--- EXERCISE REQUIREMENTS ---
**a)** Please condense the paragraph of the blog post that begins "Yesterday I started to write" into a shorter version that keeps its main facts.
**b)** Write the next part of the blog post, starting right after its last sentence.

+++ EXTRACT +++

Yesterday I started to write another ranting and raving post because I was quite upset and I wanted to get it out on paper so to speak.... Well a few sentance in..I was interupted, and I never got to finish, but this interupterion made me even more angry cause..idk..i was already fustrated..Anyway.. I still have that anger lump buried in me...afraid im going to go off on something stupid. I hate that feeling.
I dont want to have to tip toe or censor what i want to say because it offends someone. People do offensive things everyday...and when someone offends me, depending on the case...I either POLITELY tell them or simply ignore it.
Anyway...this morning I feel half rested. I had a hard time sleeping bc something the only comfortable sleeping position I can find is on my side with my arm above my head, under the pillow. When I do this my tumor is staring me square in the eye, It just makes me think how ugly it is and how ugly I feel with my bumps n spots. Some girls get to worry about losing weight, or a small nose...if only those were my problems.....

+++ THE DATA +++

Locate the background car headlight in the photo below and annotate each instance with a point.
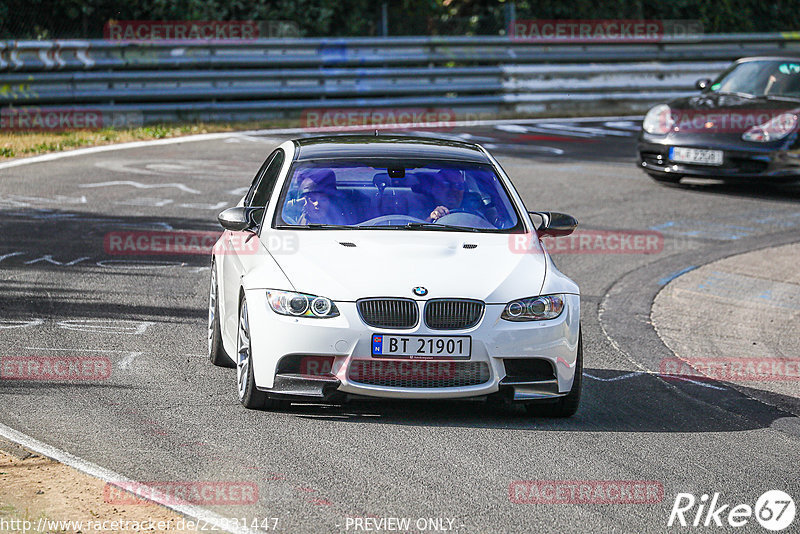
(534, 308)
(301, 305)
(774, 129)
(658, 120)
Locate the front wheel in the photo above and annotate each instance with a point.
(567, 405)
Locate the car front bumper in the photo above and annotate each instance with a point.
(347, 341)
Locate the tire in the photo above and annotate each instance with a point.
(249, 395)
(673, 179)
(567, 405)
(216, 351)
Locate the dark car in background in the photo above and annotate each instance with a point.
(743, 126)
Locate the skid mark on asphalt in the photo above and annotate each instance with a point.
(739, 287)
(659, 375)
(672, 276)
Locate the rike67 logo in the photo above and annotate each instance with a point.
(774, 510)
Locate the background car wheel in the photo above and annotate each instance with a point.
(249, 395)
(567, 405)
(665, 178)
(216, 351)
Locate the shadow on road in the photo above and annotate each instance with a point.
(620, 402)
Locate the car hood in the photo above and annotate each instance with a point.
(351, 264)
(724, 102)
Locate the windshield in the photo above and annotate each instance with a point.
(389, 194)
(762, 78)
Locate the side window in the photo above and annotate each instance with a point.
(263, 189)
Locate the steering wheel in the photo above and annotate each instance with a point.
(394, 218)
(461, 217)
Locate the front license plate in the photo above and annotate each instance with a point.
(698, 156)
(421, 347)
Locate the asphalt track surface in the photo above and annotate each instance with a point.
(165, 414)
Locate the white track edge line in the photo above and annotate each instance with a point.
(106, 475)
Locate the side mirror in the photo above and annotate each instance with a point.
(702, 83)
(239, 218)
(555, 224)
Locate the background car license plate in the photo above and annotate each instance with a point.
(421, 347)
(697, 156)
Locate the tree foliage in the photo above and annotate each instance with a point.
(321, 18)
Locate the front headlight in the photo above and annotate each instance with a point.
(658, 120)
(774, 129)
(301, 305)
(534, 308)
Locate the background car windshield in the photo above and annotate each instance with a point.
(768, 77)
(395, 193)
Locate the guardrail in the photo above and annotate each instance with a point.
(160, 81)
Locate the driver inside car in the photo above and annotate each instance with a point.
(320, 198)
(447, 188)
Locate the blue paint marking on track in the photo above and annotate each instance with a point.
(670, 277)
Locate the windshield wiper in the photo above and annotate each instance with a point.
(737, 93)
(439, 226)
(782, 98)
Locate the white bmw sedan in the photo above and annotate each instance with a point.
(392, 267)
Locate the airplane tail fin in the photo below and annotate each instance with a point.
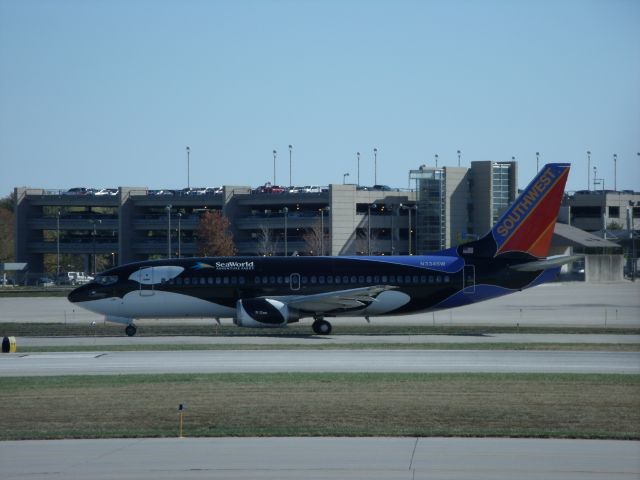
(527, 225)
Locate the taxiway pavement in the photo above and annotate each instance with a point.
(310, 360)
(321, 458)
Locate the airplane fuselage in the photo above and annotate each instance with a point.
(212, 287)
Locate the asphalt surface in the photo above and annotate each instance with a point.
(328, 340)
(555, 304)
(347, 360)
(611, 305)
(321, 458)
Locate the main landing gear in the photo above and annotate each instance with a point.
(321, 326)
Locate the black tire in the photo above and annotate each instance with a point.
(321, 327)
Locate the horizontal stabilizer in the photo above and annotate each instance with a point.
(550, 262)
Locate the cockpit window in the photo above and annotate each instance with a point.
(106, 279)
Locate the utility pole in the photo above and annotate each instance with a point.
(275, 154)
(375, 166)
(290, 150)
(588, 170)
(188, 167)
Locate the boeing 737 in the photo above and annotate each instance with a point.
(276, 291)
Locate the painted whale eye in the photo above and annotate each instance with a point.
(106, 279)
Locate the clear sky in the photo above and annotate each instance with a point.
(109, 93)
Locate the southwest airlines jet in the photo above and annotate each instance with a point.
(275, 291)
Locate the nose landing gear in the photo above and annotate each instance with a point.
(321, 326)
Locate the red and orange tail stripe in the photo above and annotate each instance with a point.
(528, 224)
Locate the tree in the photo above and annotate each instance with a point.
(9, 202)
(214, 235)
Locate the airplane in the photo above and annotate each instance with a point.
(259, 292)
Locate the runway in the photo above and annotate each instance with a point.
(310, 360)
(321, 458)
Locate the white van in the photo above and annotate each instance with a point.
(76, 278)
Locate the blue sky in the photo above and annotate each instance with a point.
(109, 93)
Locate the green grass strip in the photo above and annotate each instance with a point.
(322, 404)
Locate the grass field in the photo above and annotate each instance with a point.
(520, 405)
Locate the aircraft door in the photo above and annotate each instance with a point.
(146, 280)
(294, 281)
(469, 279)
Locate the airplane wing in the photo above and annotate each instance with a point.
(549, 262)
(337, 300)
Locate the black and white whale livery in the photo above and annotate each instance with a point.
(276, 291)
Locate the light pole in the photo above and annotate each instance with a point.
(375, 166)
(275, 154)
(369, 226)
(322, 210)
(58, 247)
(290, 151)
(168, 209)
(409, 208)
(286, 214)
(188, 167)
(93, 222)
(588, 170)
(179, 228)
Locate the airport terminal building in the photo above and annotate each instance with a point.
(443, 207)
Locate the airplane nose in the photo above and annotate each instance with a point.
(84, 293)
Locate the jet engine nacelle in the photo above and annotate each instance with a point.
(262, 313)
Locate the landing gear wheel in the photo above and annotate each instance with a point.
(321, 327)
(130, 330)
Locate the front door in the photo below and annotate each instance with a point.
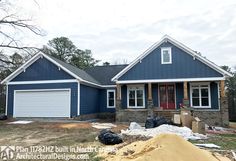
(167, 96)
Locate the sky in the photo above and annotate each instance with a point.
(118, 31)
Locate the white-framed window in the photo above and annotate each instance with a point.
(200, 95)
(111, 95)
(166, 56)
(135, 96)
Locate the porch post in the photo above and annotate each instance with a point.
(186, 99)
(150, 100)
(222, 88)
(224, 110)
(118, 97)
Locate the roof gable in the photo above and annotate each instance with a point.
(183, 66)
(103, 74)
(179, 45)
(42, 69)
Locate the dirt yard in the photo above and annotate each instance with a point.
(76, 134)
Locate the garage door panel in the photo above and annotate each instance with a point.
(53, 103)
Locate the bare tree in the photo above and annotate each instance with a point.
(12, 25)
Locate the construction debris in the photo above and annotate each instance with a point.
(208, 146)
(20, 122)
(185, 132)
(164, 147)
(108, 137)
(220, 130)
(135, 125)
(103, 125)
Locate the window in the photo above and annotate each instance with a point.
(135, 96)
(166, 57)
(110, 98)
(200, 95)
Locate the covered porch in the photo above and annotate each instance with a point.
(136, 101)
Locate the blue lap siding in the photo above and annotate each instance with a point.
(42, 69)
(72, 86)
(183, 66)
(89, 99)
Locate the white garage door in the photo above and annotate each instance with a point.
(42, 103)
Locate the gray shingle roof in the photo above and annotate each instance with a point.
(104, 74)
(101, 75)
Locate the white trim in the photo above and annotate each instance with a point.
(140, 87)
(178, 44)
(78, 100)
(108, 86)
(170, 54)
(114, 91)
(6, 100)
(35, 90)
(43, 81)
(171, 80)
(200, 97)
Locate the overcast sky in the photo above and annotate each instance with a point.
(117, 30)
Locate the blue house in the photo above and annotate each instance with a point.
(161, 80)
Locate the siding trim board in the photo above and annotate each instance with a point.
(171, 80)
(189, 51)
(43, 81)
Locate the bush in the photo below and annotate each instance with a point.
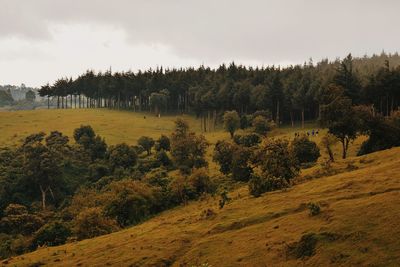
(304, 150)
(314, 208)
(51, 234)
(130, 202)
(263, 113)
(231, 121)
(17, 220)
(247, 140)
(245, 121)
(91, 222)
(163, 158)
(163, 143)
(201, 182)
(181, 190)
(262, 125)
(265, 183)
(122, 156)
(147, 143)
(275, 159)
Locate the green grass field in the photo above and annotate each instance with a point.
(115, 126)
(357, 225)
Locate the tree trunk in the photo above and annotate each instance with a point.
(277, 113)
(43, 197)
(330, 153)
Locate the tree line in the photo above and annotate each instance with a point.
(292, 94)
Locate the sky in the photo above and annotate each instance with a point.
(42, 40)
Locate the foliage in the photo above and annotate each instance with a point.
(231, 122)
(261, 125)
(147, 143)
(94, 145)
(259, 184)
(122, 156)
(342, 120)
(305, 150)
(314, 208)
(275, 159)
(91, 222)
(327, 141)
(163, 143)
(247, 140)
(233, 159)
(17, 220)
(52, 234)
(188, 149)
(129, 202)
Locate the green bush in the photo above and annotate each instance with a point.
(304, 150)
(247, 140)
(91, 222)
(51, 234)
(314, 208)
(265, 183)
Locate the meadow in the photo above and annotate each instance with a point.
(357, 226)
(121, 126)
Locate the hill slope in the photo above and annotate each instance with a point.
(357, 226)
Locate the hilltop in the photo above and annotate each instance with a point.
(357, 226)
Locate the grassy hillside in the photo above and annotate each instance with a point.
(115, 126)
(357, 226)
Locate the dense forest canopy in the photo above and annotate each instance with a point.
(292, 93)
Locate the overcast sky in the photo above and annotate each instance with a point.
(42, 40)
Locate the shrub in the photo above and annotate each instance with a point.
(163, 143)
(51, 234)
(233, 159)
(147, 143)
(163, 158)
(263, 113)
(265, 183)
(304, 150)
(97, 170)
(181, 190)
(129, 202)
(314, 208)
(17, 220)
(245, 121)
(262, 125)
(91, 222)
(275, 159)
(188, 149)
(122, 156)
(247, 140)
(231, 121)
(200, 181)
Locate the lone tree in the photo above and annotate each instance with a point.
(187, 149)
(42, 164)
(231, 122)
(305, 150)
(342, 121)
(122, 156)
(147, 143)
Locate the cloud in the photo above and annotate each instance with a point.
(212, 31)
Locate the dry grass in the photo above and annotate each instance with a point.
(357, 226)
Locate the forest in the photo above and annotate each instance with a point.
(292, 94)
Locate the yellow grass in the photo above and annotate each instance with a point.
(358, 226)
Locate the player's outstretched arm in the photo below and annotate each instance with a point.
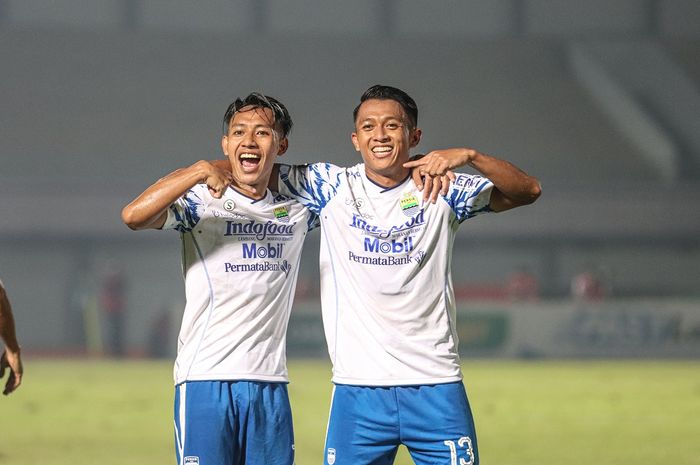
(149, 210)
(10, 359)
(431, 186)
(513, 187)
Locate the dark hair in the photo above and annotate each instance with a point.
(257, 100)
(390, 93)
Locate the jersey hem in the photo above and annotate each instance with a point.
(395, 382)
(246, 377)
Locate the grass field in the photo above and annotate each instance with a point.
(537, 412)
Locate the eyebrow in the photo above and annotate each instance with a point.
(257, 126)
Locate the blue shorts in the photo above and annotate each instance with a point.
(233, 423)
(367, 425)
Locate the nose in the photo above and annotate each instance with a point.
(249, 140)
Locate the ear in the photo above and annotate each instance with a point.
(415, 136)
(224, 145)
(284, 145)
(353, 137)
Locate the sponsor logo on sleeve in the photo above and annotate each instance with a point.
(409, 204)
(282, 214)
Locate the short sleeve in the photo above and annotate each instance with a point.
(311, 185)
(185, 213)
(469, 196)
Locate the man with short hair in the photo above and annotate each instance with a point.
(386, 293)
(241, 246)
(10, 359)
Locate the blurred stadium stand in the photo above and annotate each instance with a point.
(102, 97)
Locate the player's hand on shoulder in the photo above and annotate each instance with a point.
(216, 176)
(432, 186)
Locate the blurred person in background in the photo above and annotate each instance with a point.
(241, 247)
(523, 285)
(113, 303)
(10, 359)
(589, 285)
(386, 293)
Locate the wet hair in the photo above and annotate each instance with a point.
(282, 120)
(381, 92)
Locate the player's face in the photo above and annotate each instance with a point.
(252, 146)
(384, 137)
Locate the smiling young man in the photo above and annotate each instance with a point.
(386, 293)
(240, 246)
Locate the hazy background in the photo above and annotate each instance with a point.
(598, 99)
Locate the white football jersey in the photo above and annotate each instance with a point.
(386, 290)
(240, 259)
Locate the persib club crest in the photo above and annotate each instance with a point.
(281, 214)
(409, 204)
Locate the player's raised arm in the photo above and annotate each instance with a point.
(512, 186)
(149, 210)
(10, 358)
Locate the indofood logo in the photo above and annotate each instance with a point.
(255, 250)
(259, 231)
(360, 223)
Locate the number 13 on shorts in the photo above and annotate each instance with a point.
(464, 444)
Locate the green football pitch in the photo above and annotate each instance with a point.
(97, 412)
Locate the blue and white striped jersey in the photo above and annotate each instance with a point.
(240, 259)
(386, 291)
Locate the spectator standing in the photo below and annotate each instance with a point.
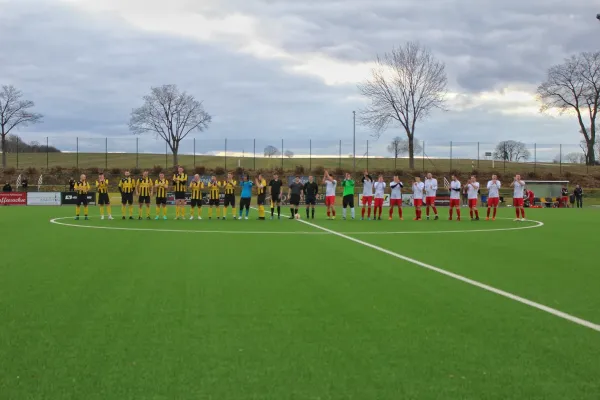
(578, 193)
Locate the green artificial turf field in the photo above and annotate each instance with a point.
(284, 310)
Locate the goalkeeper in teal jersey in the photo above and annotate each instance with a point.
(348, 199)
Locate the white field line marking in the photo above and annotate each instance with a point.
(55, 221)
(480, 285)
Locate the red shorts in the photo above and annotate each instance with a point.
(396, 202)
(518, 202)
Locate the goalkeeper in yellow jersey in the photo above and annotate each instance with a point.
(82, 187)
(103, 199)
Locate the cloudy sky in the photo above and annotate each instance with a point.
(286, 69)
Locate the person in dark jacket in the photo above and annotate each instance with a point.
(578, 193)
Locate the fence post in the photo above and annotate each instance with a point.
(137, 152)
(309, 155)
(450, 157)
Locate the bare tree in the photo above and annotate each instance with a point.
(271, 151)
(406, 85)
(574, 87)
(170, 115)
(511, 150)
(14, 112)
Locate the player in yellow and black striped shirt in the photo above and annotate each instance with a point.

+++

--- ANSWERS BY TASK ---
**a)** Yesterday I began another angry post to get my frustration out, but I was interrupted after a few sentences and never finished it. Because I was already frustrated, the interruption made me even angrier. That anger is still buried in me, and I hate the fear that I'll blow up over something stupid.

**b)**
Do anyone of you know what it feels like to have your privacy completely stripped from you? I do. My fiancee wasnts to know every single detail, no matter how miniscule about everything I do. Including writting on my Inspire page. I dont know why this bothers me, thats he is always constantly asking to look, or he is asking me what website Im always figorusly tyoing away on. Its annoying and I wish he'd back off just a little. But I dont see that happening..I guess Ill get to use to it because its not like Im hiding anything from him. Im 100% honest and faithful with him.